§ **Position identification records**
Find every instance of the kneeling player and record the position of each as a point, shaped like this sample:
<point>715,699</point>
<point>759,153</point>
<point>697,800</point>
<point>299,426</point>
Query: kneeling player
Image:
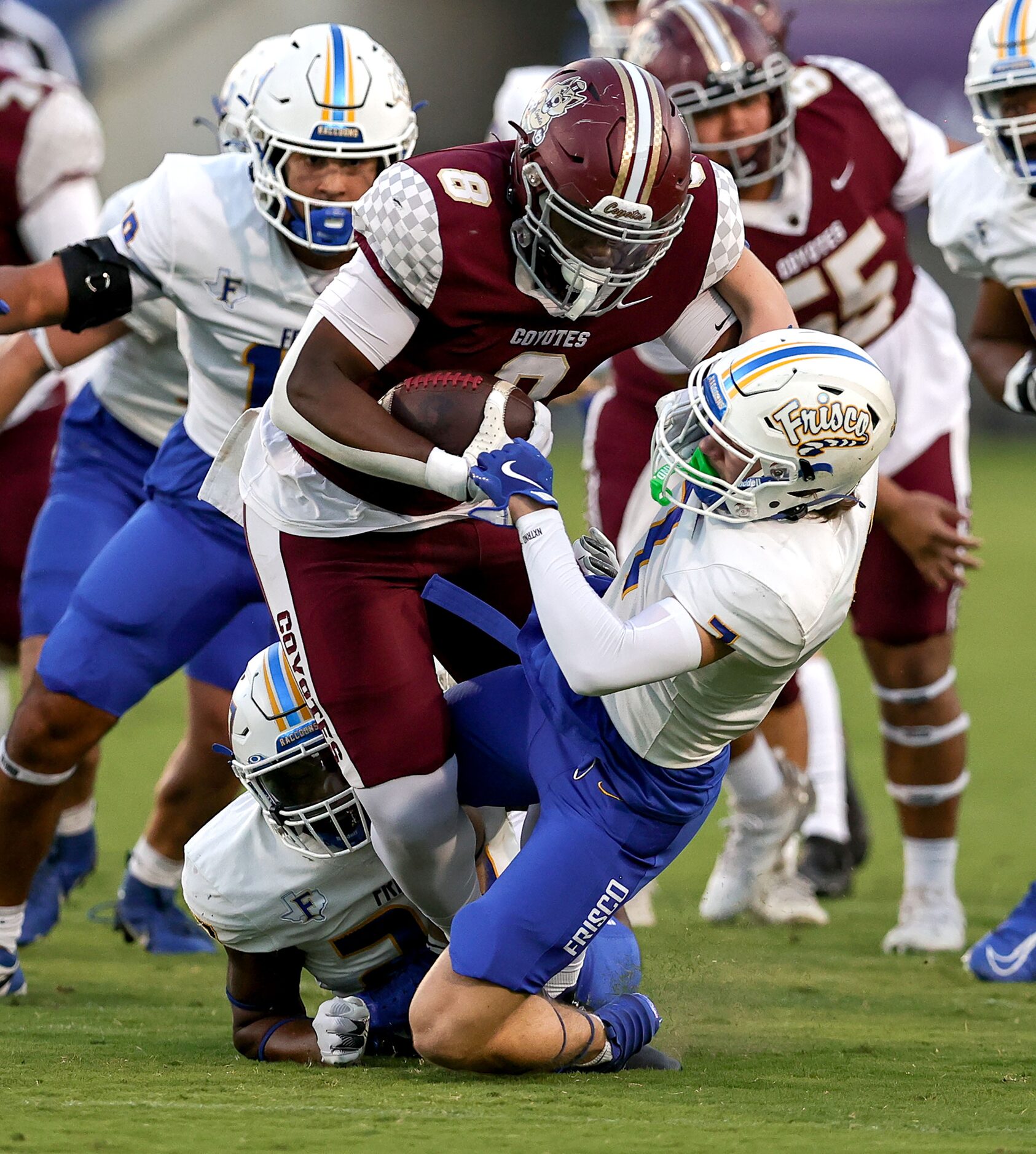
<point>293,883</point>
<point>619,719</point>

§ **The exercise**
Render each line of the data above as one string in a JSON list, omitting blank lines. Leave the pictures out of the list.

§ **Task result**
[
  "Find every instance of the kneeling player and record the position of each as a point, shaped like this sample:",
  "<point>715,699</point>",
  "<point>759,153</point>",
  "<point>697,800</point>",
  "<point>299,426</point>",
  "Query: kneeling player",
  "Image:",
  "<point>293,883</point>",
  "<point>619,719</point>"
]